* [Exercise aim]
Skip the images. Copy the records exactly as written.
>> BEGIN Data entries
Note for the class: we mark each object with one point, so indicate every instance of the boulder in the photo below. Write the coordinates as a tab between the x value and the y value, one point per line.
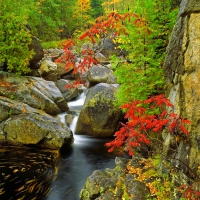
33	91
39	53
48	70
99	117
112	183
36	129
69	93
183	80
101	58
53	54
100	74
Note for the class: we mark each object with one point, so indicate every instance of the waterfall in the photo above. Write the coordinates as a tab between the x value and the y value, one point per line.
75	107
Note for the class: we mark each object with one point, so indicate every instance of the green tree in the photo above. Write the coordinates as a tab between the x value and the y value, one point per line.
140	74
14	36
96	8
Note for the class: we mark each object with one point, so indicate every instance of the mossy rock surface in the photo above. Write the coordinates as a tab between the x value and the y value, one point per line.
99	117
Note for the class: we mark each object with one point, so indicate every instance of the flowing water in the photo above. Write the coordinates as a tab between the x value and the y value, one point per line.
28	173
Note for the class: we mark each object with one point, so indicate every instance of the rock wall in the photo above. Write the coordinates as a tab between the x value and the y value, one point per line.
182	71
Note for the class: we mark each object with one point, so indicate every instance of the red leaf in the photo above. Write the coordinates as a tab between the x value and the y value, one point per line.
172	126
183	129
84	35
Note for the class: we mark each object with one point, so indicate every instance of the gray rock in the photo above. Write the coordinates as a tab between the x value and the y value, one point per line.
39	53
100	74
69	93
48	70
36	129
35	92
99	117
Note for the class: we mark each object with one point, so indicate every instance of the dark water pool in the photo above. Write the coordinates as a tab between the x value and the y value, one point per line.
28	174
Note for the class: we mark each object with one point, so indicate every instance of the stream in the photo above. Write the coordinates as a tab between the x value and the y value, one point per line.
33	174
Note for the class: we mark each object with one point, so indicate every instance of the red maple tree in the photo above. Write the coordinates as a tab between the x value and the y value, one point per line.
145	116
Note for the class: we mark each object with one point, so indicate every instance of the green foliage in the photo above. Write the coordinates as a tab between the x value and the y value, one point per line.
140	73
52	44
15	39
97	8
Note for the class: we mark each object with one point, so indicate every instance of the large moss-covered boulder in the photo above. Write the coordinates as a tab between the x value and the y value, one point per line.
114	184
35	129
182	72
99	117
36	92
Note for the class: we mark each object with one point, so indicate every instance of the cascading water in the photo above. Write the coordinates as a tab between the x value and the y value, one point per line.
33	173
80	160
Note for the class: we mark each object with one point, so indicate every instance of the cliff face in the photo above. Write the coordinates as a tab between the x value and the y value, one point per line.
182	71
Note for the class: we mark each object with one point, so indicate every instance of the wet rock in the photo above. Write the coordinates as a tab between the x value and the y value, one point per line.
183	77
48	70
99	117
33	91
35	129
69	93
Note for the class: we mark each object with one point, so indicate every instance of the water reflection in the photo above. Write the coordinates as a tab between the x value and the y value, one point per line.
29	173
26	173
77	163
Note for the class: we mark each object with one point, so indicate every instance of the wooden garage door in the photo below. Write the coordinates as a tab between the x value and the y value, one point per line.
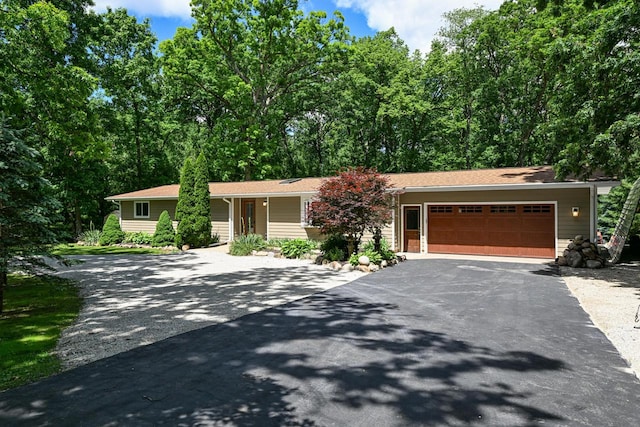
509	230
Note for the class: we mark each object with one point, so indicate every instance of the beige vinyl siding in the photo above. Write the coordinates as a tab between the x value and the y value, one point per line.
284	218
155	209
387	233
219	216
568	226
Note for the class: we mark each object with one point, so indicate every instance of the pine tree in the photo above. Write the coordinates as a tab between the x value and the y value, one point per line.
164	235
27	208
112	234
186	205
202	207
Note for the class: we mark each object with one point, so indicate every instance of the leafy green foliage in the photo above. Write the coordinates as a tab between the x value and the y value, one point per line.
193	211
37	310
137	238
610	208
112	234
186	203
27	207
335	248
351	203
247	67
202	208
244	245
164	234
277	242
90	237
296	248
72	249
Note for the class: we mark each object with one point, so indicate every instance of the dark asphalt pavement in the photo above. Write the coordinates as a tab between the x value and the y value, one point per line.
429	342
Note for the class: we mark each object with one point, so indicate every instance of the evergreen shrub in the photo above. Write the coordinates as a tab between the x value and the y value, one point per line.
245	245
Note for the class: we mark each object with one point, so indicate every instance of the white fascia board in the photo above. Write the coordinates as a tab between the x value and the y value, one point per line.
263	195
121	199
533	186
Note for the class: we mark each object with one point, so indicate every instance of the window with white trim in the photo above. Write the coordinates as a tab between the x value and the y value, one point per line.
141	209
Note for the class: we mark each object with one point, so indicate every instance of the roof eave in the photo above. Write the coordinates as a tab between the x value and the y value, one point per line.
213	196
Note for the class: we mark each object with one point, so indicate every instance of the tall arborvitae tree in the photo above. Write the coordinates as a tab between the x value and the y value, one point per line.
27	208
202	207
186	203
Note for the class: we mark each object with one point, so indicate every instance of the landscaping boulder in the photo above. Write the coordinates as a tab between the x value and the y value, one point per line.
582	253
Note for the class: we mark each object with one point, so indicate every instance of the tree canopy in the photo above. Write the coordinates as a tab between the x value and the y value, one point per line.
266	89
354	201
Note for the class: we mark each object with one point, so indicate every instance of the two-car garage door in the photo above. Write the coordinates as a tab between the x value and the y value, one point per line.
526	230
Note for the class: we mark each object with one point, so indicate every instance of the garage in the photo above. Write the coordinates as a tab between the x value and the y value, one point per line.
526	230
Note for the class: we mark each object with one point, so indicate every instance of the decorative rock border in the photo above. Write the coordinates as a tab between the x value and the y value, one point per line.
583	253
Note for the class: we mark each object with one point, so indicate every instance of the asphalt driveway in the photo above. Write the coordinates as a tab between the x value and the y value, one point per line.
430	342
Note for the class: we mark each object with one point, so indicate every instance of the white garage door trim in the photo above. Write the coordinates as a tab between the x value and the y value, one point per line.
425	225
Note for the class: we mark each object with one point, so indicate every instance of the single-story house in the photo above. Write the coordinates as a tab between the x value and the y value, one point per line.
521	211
>> END Data entries
* [Exercise answer]
Note for the class: we mark each object with one point, so indicate every instance of the boulder in the photo below. Write the coordinates as a tab between the x value and the y value, one point per line.
33	91
39	53
48	70
99	117
112	183
36	129
69	93
183	80
101	58
53	54
100	74
Note for the class: we mark each object with one point, so indicate every instance of the waterfall in the photo above. Write the coordinates as a tab between the x value and the y value, one point per line.
75	107
Note for the class: we mark each object with one point, so indicate every instance of the green tree in the photo above. Write the coordinates as a tab between the x value and the y value, one point per line.
140	74
14	36
96	8
Note for the class: we mark each object with one point, so indicate every instance of the mossy rock surface in the photo above. Write the coordinates as a tab between the x value and the y value, one point per line.
99	117
Note for the class: we mark each object with one point, so indicate every instance of the flowing water in the photo above. Write the coordinates as a tab between the x value and the y value, one point per line.
28	173
Note for the class: we mark each object with one point, so indicate every instance of the rock wall in the photo above. Write the coordinates as a tab between the x value and the y value, one point per line.
182	71
Note for the class: we mark each object with one point, so indicate every instance of the red leaf in the photo above. Write the coordinates as a tab between the x value and the y value, one point per line.
172	126
183	129
84	35
Note for the class: we mark each object with one point, so indicate every instance of the gray rock in the photo above. Write the coordinates as a tab between the x value and the y value, one point per line.
39	53
100	74
69	93
48	70
36	129
35	92
99	117
Note for the class: we mark each object with one point, so indicate every instance of the dark water pool in the photo above. Write the coordinates as a tab between the x value and the y value, one point per line.
28	174
Note for the class: we mark each object with one point, so indicate every instance of the stream in the photo above. Write the coordinates as a tab between the x value and the y value, one point per line.
33	174
Note for the class: we mark each object with one point, so indicate every instance of the red maple tree in the photo above. Write the coordinates as a tab between the x value and the y value, one point per line.
145	116
Note for the class: we mark each object with one point, so indicate every instance of the green foliage in the photo above. Write the coordinates as a tab between the x value and the y value, one point per line.
140	73
52	44
15	39
97	8
Note for the class: we mark each object with one point, so indicate every instance of the large moss-covered boulder in the photo above. Write the coordinates as a tab between the x value and the y value, one point per line.
114	184
35	129
182	72
99	117
36	92
Note for the class: we mark each object with one point, so indicate every instance of the cascading water in the photo above. Write the coordinates as a tab between the x value and the y value, one point per line.
33	173
80	160
Note for the class: we mark each object with one point, so indicate every instance of the cliff face in the photo above. Write the coordinates as a tab between the x value and the y value, one point per line.
182	71
Note for the class: we mark each object with one point, so indicate every instance of the wet rock in the photo above. Write the coordinates as a tab between the x value and the y value, one point per line.
183	77
48	70
99	117
33	91
35	129
69	93
Note for the class: we mark each object with one point, so indicate every instance of the water reflection in the photo above. Write the coordinates as a tab between the x value and the y value, one point per line.
29	173
26	173
77	163
Note for the class: we mark each object with one point, so indicate every instance of the wooden garage door in the photo below. Write the coordinates as a tab between the x value and the y value, one point per line.
509	230
Note for the class: we mark each object with one point, so indicate every instance of the beige vinyl siding in the photo above. Write the coordinates as a tab between the x value and the y value, one point per line.
284	218
155	209
387	233
219	216
568	226
Note for the class: we mark each object with one point, so indicate every instance of the pine tree in the photo above. Write the coordinates as a tab between the x value and the y value, one point per line.
164	235
27	208
112	234
186	205
202	207
Note for the class: we mark each object with one point, so indicate every instance of the leafy green foliage in the photo above. Write the coordinates as a tab between the x value and the y value, one point per line.
193	211
37	310
137	238
610	208
112	234
186	203
27	207
335	248
351	203
247	67
202	208
244	245
164	234
277	242
90	237
296	248
72	249
Note for the class: we mark each object with one point, so indicate every instance of the dark asphalt pavement in the photo above. Write the coordinates as a tab between the x value and the y value, one point per line.
429	342
Note for the class: we mark each object with one point, so indicate every instance of the evergreen shrub in the photo above. Write the coordinates as a tab between the x value and the y value, one point per line.
245	245
Note for the class: we mark each object with one point, so indicate every instance of the white fascia board in the photo above. Write the coordinates as a tab between the x value and the y value, one point per line.
263	195
121	199
533	186
Note for the class: we mark each object with one point, so indicate every instance of the window with white trim in the photo above. Write the coordinates as a tab between the x value and the y value, one point per line.
141	209
Note for the class: we mark each object with one point, so indicate every instance of the roof eave in the photo above. Write the coordinates as a tab between the x value and the y value, one point per line.
213	196
Note for the class: we mark each object with one point, so indicate every instance of the tall arborvitae tree in the photo above. Write the coordinates as a tab between the x value and the y value, one point per line.
27	208
202	207
186	203
Note for the class: we mark each object with one point, so indicate every instance of the landscaping boulder in the photo above. Write the coordinates as a tab between the x value and the y value, one point per line.
582	253
Note for the class: we mark each object with one point, so indicate every instance of the tree canopy in the photo above. Write the coordinates as a tab between the x value and the y value, one point per line.
266	89
354	201
Note for the class: we mark each object with one point, so indicate every instance of the two-car garage door in the photo above. Write the coordinates as a tab between the x value and the y value, one point per line.
526	230
Note for the class: we mark each object with one point, so indicate every instance of the garage in the photo above. Write the coordinates as a tab between the x value and the y value, one point per line.
526	230
Note for the class: we mark each object with one point, so indicate every instance of the decorative rock border in the photo above. Write the coordinates as a tab between the x value and the y value, one point per line.
583	253
Note for the class: we mark each object with one point, so indicate every instance of the asphalt driveway in the photo above. Write the coordinates as a tab between the x value and the y value, one point per line.
430	342
Note for the class: we mark each object with one point, so indicate every instance of the white garage door trim in the photo above. Write the coordinates as a tab between the x value and the y value, one point per line.
425	225
Note for the class: we mark each object with one point, so indicate every instance of the single-story house in the photo above. Write the coordinates as a tab between the x value and the y value, one point per line.
521	211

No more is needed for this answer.